Skip to main content

An AI web browsing framework focused on simplicity and extensibility.

Project description

    Cyberscript 🔥

An AI web automation framework focused on simplicity and extensibility.

Build Status NPM MIT License Slack Community


[!NOTE] > Cyberscript is currently available as an early release, and we're actively seeking feedback from the community. Please join our Slack community to stay updated on the latest developments and provide feedback.

Intro

Cyberscript is the AI-powered successor to Playwright, offering three simple APIs (act, extract, and observe) that provide the building blocks for natural language driven web automation.

The goal of Cyberscript is to provide a lightweight, configurable framework, without overly complex abstractions, as well as modular support for different models and model providers. It's not going to order you a pizza, but it will help you reliably automate the web.

Each Cyberscript function takes in an atomic instruction, such as act("click the login button") or extract("find the red shoes"), generates the appropriate Playwright code to accomplish that instruction, and executes it.

Instructions should be atomic to increase reliability, and step planning should be handled by the higher level agent. You can use observe() to get a suggested list of actions that can be taken on the current page, and then use those to ground your step planning prompts.

● **Stored records**

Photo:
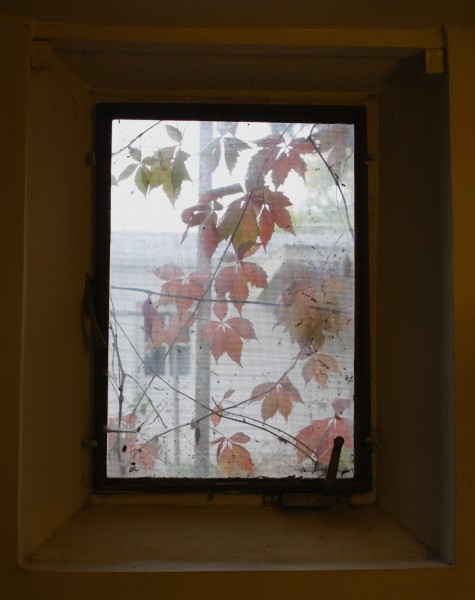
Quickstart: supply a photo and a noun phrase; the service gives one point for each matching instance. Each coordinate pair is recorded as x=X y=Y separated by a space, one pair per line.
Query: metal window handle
x=330 y=479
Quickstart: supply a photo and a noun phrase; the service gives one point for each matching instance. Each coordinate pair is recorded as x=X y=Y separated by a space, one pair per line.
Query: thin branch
x=336 y=179
x=136 y=138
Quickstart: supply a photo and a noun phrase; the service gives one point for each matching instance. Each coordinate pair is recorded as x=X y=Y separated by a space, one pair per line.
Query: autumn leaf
x=317 y=438
x=233 y=281
x=318 y=367
x=219 y=411
x=226 y=337
x=276 y=397
x=239 y=221
x=233 y=459
x=272 y=207
x=259 y=165
x=217 y=414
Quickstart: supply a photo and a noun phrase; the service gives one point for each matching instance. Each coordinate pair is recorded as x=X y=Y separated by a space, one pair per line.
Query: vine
x=235 y=237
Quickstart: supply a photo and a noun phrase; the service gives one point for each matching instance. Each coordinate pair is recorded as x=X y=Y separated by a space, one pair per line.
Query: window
x=231 y=261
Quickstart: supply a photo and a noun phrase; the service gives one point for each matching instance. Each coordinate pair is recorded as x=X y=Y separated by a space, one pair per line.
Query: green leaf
x=156 y=175
x=127 y=172
x=226 y=127
x=211 y=155
x=165 y=154
x=179 y=172
x=135 y=153
x=174 y=133
x=142 y=179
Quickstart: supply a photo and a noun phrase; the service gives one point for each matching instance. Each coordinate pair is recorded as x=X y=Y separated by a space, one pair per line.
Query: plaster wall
x=48 y=501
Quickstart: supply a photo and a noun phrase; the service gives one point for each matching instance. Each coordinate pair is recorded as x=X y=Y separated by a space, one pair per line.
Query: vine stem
x=336 y=179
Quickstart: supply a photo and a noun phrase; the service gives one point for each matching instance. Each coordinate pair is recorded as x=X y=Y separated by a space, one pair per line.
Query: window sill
x=166 y=538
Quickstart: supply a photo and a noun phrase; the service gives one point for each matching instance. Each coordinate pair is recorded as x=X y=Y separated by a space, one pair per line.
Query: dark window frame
x=104 y=115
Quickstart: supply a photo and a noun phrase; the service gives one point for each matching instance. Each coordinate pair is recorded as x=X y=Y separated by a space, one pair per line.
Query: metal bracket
x=88 y=306
x=323 y=501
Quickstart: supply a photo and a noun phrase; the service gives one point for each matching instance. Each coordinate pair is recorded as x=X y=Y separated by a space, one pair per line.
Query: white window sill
x=162 y=537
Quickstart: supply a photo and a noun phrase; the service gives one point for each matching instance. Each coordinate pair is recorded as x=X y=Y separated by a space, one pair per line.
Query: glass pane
x=231 y=332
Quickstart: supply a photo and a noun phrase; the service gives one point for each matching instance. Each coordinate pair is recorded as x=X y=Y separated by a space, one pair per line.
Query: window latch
x=325 y=500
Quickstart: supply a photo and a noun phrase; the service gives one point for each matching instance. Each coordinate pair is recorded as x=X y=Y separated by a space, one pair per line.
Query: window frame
x=104 y=115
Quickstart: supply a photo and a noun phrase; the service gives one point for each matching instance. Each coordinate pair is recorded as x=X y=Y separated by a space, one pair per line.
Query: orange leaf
x=240 y=438
x=277 y=397
x=266 y=226
x=233 y=345
x=318 y=437
x=169 y=271
x=220 y=309
x=318 y=367
x=226 y=461
x=217 y=415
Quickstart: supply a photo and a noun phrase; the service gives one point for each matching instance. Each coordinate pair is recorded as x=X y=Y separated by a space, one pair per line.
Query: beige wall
x=53 y=340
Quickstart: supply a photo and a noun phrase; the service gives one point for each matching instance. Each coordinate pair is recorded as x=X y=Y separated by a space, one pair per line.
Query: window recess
x=232 y=291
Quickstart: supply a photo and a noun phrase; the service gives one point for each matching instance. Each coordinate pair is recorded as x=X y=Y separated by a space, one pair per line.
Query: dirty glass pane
x=231 y=315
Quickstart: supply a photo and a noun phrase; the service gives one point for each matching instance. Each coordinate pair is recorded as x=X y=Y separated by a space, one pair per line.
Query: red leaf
x=270 y=405
x=224 y=281
x=280 y=170
x=318 y=367
x=242 y=461
x=261 y=390
x=254 y=274
x=243 y=327
x=217 y=415
x=240 y=291
x=220 y=309
x=318 y=437
x=277 y=397
x=233 y=345
x=240 y=438
x=218 y=343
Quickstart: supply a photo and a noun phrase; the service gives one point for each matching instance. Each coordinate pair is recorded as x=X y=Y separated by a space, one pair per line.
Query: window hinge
x=324 y=500
x=89 y=443
x=89 y=312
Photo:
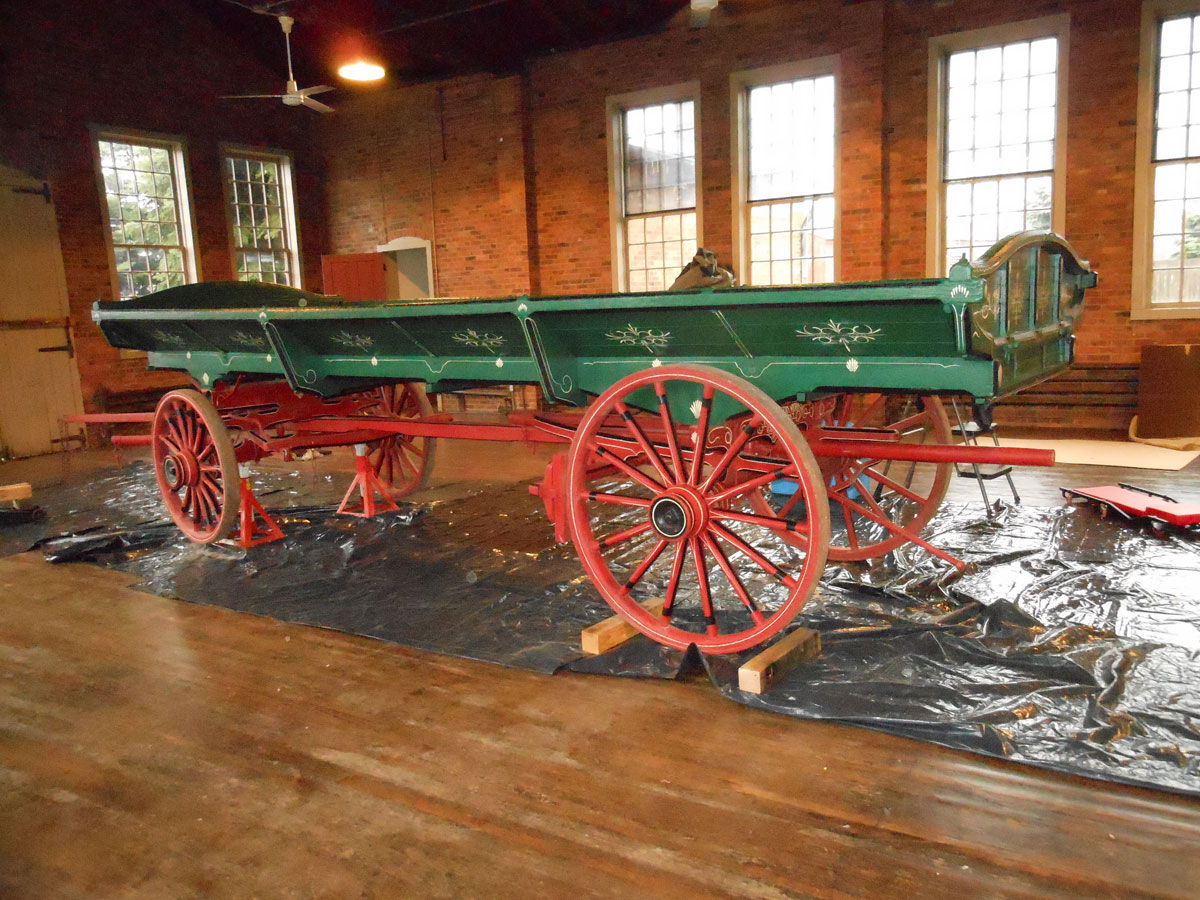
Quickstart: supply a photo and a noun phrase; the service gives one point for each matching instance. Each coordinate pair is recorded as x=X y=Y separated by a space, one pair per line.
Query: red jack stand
x=249 y=532
x=366 y=484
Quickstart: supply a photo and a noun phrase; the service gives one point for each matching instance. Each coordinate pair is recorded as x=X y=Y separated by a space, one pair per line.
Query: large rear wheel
x=653 y=515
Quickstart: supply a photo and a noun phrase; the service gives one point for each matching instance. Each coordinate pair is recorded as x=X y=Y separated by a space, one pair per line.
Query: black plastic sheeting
x=1075 y=646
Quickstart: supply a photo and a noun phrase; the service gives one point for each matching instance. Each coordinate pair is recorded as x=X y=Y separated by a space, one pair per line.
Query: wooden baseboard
x=756 y=675
x=612 y=631
x=21 y=491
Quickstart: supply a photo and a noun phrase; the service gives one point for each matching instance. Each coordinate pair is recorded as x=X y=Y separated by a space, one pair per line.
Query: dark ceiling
x=418 y=40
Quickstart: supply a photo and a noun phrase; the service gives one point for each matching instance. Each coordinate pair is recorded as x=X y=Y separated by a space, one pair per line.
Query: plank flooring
x=156 y=749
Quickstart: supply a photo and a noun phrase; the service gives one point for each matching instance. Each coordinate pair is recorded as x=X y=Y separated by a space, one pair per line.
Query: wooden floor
x=155 y=749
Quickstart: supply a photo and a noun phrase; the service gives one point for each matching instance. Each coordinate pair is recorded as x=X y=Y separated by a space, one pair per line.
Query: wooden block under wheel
x=755 y=676
x=615 y=630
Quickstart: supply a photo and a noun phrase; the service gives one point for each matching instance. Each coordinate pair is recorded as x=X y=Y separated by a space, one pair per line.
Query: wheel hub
x=180 y=469
x=678 y=514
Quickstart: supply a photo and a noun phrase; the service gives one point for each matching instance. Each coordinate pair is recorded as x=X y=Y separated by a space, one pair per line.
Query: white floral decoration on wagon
x=358 y=342
x=471 y=337
x=245 y=340
x=839 y=333
x=653 y=340
x=166 y=337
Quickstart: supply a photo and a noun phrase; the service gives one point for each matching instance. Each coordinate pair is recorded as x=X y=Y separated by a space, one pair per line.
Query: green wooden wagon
x=709 y=432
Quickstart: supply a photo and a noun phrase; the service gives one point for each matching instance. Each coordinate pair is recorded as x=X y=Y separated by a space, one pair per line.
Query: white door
x=39 y=379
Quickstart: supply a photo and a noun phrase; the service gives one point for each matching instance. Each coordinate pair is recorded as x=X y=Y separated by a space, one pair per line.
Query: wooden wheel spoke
x=406 y=466
x=777 y=525
x=706 y=597
x=754 y=555
x=177 y=430
x=732 y=576
x=865 y=418
x=881 y=479
x=617 y=499
x=701 y=443
x=910 y=424
x=747 y=486
x=645 y=565
x=731 y=453
x=639 y=477
x=849 y=516
x=612 y=540
x=673 y=580
x=652 y=455
x=791 y=503
x=669 y=429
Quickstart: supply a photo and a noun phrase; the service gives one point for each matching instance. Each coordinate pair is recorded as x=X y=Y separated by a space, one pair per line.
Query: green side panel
x=989 y=328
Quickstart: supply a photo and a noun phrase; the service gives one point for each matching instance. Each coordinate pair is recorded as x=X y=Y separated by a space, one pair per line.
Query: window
x=148 y=215
x=999 y=147
x=1167 y=259
x=655 y=185
x=262 y=221
x=785 y=174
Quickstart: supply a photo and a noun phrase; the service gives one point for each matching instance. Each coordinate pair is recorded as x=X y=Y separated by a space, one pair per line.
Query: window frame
x=940 y=48
x=287 y=190
x=1153 y=12
x=615 y=108
x=177 y=147
x=739 y=149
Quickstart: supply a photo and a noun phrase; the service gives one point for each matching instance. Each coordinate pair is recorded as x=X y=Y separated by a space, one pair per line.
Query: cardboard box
x=1169 y=391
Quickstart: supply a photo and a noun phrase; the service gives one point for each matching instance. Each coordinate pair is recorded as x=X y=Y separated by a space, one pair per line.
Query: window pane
x=797 y=246
x=141 y=196
x=791 y=160
x=658 y=247
x=994 y=93
x=659 y=161
x=258 y=219
x=791 y=137
x=1000 y=138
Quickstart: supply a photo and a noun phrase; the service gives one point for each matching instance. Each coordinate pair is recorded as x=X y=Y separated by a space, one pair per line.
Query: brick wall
x=155 y=67
x=556 y=108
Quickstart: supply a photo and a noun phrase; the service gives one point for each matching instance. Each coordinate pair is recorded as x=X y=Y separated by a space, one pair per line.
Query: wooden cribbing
x=756 y=675
x=21 y=491
x=615 y=630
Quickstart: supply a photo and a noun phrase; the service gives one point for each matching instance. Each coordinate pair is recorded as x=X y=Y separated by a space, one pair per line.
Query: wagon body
x=720 y=426
x=987 y=330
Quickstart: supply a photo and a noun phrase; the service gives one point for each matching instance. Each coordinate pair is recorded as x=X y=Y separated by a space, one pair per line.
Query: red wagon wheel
x=647 y=511
x=403 y=462
x=879 y=499
x=195 y=466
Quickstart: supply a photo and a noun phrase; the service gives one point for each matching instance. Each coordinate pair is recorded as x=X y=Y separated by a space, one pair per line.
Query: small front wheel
x=195 y=466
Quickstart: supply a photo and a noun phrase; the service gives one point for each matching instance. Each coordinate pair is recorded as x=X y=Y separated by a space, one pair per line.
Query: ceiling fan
x=294 y=96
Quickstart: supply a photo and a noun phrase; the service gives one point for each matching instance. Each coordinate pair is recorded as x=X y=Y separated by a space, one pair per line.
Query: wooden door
x=355 y=276
x=39 y=379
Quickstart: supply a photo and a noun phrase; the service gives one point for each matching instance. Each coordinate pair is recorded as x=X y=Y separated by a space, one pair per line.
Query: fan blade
x=316 y=105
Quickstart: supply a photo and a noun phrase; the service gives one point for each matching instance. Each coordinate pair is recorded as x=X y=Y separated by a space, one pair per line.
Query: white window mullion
x=148 y=217
x=791 y=169
x=1175 y=233
x=258 y=190
x=999 y=143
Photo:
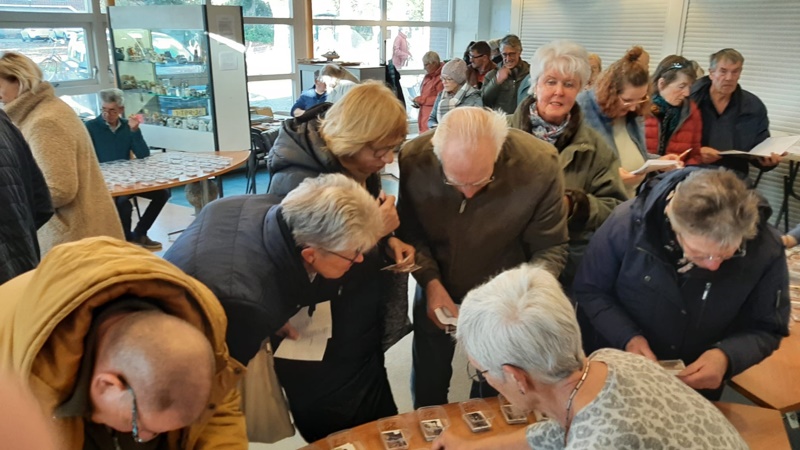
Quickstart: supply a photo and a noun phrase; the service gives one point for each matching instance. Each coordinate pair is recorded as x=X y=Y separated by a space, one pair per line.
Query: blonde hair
x=470 y=123
x=332 y=212
x=20 y=68
x=369 y=113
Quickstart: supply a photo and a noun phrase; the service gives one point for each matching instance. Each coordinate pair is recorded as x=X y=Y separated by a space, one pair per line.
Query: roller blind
x=766 y=33
x=607 y=28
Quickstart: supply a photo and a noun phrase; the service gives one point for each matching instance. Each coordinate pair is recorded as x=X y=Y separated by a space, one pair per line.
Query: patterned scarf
x=543 y=130
x=669 y=116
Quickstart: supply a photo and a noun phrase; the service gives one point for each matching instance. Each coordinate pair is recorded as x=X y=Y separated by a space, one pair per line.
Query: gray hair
x=112 y=95
x=565 y=57
x=470 y=123
x=511 y=40
x=430 y=57
x=726 y=53
x=522 y=318
x=332 y=212
x=716 y=205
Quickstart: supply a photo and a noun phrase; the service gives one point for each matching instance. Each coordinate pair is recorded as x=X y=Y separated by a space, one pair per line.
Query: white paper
x=778 y=145
x=652 y=165
x=314 y=333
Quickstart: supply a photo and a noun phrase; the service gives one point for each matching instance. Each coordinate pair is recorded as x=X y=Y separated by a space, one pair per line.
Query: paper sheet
x=314 y=333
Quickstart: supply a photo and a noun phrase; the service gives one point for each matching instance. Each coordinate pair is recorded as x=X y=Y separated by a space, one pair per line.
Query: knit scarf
x=451 y=101
x=669 y=116
x=544 y=130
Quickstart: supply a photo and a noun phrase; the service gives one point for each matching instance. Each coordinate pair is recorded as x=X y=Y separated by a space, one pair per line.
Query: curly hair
x=611 y=82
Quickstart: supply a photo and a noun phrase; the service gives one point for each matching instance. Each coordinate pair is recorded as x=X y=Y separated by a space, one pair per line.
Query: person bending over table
x=611 y=399
x=115 y=139
x=689 y=270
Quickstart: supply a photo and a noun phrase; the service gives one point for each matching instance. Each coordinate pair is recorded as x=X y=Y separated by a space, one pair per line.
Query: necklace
x=571 y=397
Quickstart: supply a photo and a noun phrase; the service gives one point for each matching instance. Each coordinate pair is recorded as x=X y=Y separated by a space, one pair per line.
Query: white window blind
x=607 y=28
x=766 y=34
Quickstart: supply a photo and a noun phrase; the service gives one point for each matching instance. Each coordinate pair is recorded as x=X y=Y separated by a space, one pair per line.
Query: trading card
x=347 y=446
x=513 y=415
x=394 y=440
x=431 y=428
x=673 y=366
x=477 y=421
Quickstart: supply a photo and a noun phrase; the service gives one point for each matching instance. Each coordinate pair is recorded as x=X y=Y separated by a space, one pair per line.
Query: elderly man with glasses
x=121 y=348
x=475 y=198
x=269 y=260
x=688 y=270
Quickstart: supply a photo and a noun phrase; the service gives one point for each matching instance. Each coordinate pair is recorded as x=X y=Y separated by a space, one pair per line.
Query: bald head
x=167 y=361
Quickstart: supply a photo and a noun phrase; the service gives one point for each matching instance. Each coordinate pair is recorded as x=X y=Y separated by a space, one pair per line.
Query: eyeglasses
x=135 y=419
x=351 y=260
x=627 y=103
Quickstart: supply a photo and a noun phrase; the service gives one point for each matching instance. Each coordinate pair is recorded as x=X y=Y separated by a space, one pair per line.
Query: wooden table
x=773 y=383
x=761 y=428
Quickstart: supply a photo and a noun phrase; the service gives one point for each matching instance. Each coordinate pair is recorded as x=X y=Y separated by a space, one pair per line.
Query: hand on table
x=639 y=346
x=707 y=372
x=439 y=298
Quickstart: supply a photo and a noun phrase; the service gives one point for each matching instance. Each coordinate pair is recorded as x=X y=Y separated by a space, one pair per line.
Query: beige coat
x=47 y=313
x=64 y=151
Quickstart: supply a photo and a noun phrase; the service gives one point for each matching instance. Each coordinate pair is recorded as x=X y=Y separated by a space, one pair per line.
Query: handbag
x=265 y=408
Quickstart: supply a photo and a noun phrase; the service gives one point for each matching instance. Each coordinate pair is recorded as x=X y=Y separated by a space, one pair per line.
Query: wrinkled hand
x=288 y=331
x=707 y=372
x=630 y=179
x=401 y=252
x=439 y=298
x=388 y=213
x=502 y=74
x=709 y=155
x=638 y=345
x=770 y=161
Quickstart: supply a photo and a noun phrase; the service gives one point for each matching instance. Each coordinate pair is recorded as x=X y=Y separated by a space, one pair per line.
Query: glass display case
x=168 y=59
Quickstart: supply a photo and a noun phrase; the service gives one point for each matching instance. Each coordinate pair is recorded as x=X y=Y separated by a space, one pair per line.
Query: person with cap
x=457 y=92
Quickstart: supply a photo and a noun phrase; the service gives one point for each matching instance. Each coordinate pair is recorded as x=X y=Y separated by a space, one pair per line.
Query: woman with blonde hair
x=64 y=152
x=616 y=106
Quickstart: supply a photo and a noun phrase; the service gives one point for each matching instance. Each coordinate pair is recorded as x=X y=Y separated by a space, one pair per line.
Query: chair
x=258 y=154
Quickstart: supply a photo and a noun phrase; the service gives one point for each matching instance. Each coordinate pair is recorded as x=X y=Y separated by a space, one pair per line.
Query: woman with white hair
x=457 y=92
x=593 y=188
x=520 y=333
x=64 y=152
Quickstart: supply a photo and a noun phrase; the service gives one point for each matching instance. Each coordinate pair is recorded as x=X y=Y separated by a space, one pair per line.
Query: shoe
x=146 y=242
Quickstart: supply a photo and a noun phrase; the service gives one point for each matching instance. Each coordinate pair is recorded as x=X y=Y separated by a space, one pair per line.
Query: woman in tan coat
x=63 y=149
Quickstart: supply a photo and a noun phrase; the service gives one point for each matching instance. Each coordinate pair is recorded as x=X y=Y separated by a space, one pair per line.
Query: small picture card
x=431 y=428
x=394 y=440
x=513 y=415
x=477 y=421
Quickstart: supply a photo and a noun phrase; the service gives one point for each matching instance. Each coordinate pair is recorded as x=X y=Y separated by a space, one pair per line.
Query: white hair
x=332 y=212
x=468 y=124
x=522 y=318
x=112 y=95
x=565 y=57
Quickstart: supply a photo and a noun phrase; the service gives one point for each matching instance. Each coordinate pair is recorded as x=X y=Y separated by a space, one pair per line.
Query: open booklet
x=778 y=145
x=652 y=165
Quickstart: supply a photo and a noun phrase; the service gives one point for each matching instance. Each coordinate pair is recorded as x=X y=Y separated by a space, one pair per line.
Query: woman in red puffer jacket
x=675 y=124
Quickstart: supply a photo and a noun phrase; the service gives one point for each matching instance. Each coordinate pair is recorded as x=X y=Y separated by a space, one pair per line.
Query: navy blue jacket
x=628 y=285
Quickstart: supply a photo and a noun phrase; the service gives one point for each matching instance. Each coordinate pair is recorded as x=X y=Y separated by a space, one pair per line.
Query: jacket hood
x=49 y=310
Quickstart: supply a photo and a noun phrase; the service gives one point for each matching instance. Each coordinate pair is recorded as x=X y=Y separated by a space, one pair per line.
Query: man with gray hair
x=115 y=139
x=520 y=333
x=476 y=198
x=503 y=88
x=691 y=270
x=268 y=260
x=733 y=119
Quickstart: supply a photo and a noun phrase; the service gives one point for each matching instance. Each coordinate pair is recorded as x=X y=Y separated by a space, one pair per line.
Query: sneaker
x=147 y=243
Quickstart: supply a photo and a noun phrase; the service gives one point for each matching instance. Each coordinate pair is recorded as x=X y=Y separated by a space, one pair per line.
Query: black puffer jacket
x=24 y=202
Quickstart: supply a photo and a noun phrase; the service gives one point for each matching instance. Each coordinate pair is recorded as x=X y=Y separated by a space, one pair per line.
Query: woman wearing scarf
x=593 y=187
x=457 y=92
x=676 y=124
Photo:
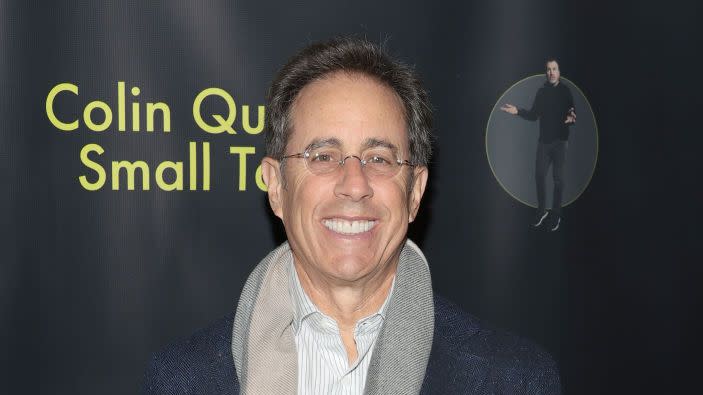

● **ACTIVITY LIST**
1. From the Cyberscript project description, reproduce word for word the passage from "Each Cyberscript function" up to and including "step planning prompts.".
2. According to the Cyberscript project description, what are the three APIs that Cyberscript offers?

● **EXERCISE RESULTS**
1.
Each Cyberscript function takes in an atomic instruction, such as act("click the login button") or extract("find the red shoes"), generates the appropriate Playwright code to accomplish that instruction, and executes it.

Instructions should be atomic to increase reliability, and step planning should be handled by the higher level agent. You can use observe() to get a suggested list of actions that can be taken on the current page, and then use those to ground your step planning prompts.

2. act, extract, and observe